───── Excerpt ─────

2. **Parallel processing**: Windows can be screened in parallel, enabling
throughput scaling.
3. **Large input handling**: No need to truncate long documents; each window
is independently screened within the model's context length.
The PoC has directional (but buggy) Rust code for creating rolling windows
that can be referenced when designing this feature. This connects to OQ-05
because streaming/chunking affects how the firewall composes with other
guardrail systems in a pipeline.
Leave open for Phase 1 design, but the rolling window approach is the leading
candidate for Phase 2.
---
### ~~OQ-04: Should detection thresholds be per-model or globally configurable?~~
- **Origin**: [configuration.md](configuration.md), [codebook.md](codebook.md)

───── Items ─────

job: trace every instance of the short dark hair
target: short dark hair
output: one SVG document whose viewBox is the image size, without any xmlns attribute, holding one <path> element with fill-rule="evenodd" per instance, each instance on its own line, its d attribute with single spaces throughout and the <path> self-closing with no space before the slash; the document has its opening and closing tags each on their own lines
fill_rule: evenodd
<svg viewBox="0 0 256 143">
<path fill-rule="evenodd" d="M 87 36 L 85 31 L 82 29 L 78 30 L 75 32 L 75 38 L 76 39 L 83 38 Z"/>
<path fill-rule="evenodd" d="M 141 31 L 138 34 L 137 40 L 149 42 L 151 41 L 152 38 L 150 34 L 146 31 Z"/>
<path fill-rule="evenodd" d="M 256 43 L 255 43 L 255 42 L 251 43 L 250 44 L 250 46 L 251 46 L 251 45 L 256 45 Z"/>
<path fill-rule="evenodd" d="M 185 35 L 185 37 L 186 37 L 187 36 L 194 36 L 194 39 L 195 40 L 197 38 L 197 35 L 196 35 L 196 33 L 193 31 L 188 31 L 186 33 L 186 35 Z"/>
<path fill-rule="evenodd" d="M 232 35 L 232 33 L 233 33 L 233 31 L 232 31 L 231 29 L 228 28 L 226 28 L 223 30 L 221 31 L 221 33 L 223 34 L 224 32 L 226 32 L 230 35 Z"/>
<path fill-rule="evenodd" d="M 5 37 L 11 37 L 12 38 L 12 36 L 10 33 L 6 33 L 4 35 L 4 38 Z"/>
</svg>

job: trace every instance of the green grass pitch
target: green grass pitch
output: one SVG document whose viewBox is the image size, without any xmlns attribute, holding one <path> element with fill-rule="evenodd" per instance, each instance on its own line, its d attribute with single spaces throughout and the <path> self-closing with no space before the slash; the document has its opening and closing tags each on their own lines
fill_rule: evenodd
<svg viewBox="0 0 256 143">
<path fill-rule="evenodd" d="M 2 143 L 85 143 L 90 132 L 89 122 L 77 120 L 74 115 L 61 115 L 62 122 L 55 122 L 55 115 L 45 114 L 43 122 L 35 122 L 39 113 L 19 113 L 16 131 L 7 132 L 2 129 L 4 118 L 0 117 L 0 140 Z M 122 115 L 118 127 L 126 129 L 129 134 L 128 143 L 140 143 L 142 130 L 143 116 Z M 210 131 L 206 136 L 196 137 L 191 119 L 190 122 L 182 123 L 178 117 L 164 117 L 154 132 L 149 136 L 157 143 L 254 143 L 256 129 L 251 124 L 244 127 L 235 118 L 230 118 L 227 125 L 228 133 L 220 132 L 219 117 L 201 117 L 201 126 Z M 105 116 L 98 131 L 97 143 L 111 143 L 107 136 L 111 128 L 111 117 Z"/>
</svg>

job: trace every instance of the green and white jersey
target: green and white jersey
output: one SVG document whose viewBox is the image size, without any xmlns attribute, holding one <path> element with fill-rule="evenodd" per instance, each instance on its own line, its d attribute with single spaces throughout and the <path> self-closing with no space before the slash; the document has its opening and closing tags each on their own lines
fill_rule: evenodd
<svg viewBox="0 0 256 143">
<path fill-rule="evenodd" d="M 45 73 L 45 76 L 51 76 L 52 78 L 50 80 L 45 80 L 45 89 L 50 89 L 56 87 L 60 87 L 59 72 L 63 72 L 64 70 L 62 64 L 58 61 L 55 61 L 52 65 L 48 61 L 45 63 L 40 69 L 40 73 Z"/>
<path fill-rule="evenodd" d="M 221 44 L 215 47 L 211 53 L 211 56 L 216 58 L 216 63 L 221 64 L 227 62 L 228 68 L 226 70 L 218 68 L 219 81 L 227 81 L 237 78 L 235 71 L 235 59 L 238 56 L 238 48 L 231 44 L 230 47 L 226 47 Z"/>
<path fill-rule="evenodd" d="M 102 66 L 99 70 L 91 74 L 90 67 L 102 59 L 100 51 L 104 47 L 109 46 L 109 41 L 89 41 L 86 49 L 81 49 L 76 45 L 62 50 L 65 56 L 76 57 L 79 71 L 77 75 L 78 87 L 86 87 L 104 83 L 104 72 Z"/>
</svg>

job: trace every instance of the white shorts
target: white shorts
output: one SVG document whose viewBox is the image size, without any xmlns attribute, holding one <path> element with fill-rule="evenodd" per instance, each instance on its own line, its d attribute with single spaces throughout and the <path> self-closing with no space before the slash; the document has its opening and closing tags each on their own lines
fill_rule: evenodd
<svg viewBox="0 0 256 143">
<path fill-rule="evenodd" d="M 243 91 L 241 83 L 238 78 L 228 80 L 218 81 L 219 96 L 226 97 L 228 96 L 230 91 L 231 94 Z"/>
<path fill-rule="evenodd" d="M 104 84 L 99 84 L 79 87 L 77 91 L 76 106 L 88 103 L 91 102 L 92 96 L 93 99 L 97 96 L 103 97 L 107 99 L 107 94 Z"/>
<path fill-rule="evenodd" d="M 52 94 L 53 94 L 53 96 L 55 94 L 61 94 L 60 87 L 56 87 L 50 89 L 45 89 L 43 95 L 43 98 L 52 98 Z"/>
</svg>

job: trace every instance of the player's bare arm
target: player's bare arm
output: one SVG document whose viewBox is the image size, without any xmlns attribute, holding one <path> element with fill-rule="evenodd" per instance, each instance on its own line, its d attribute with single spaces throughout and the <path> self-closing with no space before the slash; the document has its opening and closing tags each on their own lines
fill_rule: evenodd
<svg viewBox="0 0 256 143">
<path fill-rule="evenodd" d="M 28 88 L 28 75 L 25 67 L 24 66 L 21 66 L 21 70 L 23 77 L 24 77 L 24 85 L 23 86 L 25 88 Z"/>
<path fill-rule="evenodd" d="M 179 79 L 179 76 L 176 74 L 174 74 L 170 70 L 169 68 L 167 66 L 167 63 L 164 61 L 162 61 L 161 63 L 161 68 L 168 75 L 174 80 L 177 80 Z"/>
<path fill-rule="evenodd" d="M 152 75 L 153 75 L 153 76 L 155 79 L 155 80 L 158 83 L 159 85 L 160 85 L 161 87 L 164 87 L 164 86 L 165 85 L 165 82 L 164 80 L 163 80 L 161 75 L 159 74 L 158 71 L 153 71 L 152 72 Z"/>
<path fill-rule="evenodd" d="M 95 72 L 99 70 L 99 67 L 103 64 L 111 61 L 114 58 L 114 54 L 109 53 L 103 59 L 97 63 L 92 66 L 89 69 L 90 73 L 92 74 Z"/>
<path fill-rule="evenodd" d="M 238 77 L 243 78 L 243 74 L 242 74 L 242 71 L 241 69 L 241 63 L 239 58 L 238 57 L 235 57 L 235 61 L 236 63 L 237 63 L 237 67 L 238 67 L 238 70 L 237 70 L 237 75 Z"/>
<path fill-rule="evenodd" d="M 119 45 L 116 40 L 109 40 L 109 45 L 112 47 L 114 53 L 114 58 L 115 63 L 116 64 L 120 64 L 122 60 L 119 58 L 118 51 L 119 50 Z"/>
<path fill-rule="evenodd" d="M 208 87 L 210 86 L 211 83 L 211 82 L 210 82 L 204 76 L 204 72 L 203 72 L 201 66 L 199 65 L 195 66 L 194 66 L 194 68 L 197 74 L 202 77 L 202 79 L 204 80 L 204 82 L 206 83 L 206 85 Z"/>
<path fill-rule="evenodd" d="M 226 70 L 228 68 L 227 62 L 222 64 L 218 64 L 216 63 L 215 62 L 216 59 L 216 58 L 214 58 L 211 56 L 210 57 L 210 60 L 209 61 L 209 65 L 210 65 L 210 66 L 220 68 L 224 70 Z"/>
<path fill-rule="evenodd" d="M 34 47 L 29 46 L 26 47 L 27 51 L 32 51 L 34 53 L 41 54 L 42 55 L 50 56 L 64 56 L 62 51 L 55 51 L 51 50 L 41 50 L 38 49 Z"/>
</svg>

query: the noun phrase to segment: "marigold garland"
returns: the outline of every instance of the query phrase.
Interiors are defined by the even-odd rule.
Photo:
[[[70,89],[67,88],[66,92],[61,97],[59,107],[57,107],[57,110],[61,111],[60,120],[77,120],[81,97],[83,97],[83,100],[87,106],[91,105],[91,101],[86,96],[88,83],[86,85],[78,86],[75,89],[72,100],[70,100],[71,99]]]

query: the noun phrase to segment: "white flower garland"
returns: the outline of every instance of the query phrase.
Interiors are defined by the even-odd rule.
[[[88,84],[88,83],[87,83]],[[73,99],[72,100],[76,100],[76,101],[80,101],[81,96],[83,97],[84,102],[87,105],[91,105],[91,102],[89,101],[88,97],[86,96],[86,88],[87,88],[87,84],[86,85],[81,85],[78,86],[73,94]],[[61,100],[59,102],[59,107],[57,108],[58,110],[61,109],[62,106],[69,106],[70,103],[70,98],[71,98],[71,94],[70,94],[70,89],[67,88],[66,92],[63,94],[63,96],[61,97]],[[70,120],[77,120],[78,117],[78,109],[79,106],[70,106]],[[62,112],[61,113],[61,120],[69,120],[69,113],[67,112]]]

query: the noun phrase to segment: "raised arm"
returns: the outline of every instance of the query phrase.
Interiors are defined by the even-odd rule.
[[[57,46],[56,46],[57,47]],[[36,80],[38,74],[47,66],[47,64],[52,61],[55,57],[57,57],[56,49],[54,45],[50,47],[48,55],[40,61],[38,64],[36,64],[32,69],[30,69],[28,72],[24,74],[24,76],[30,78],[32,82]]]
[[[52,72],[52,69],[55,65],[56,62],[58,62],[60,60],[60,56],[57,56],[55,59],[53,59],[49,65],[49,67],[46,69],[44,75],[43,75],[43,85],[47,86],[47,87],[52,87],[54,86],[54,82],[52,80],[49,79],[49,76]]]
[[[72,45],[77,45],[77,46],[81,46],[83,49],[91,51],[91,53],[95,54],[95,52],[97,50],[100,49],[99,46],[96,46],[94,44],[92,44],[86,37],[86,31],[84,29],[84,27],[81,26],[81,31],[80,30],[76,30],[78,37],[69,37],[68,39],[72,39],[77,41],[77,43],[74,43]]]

─────

Work instructions —
A - Name every phrase set in bold in the rolling-window excerpt.
B - For each statement, say whether the rolling-window excerpt supports it, and quote the words that decide it: (i) The PoC's Rust code for making rolling windows has no bugs. (ii) The rolling window approach is the front-runner for Phase 2. (iii) Long documents have to be cut short before they are screened.
C - According to the rolling-window excerpt, why does this topic tie in with OQ-05?

Exercise results —
A - Parallel processing, Large input handling, Origin

B -
(i) No: "directional (but buggy) Rust code"
(ii) Yes: "the rolling window approach is the leading candidate for Phase 2"
(iii) No: "No need to truncate long documents"

C - Streaming and chunking change how the firewall works together with other guardrail systems in a pipeline.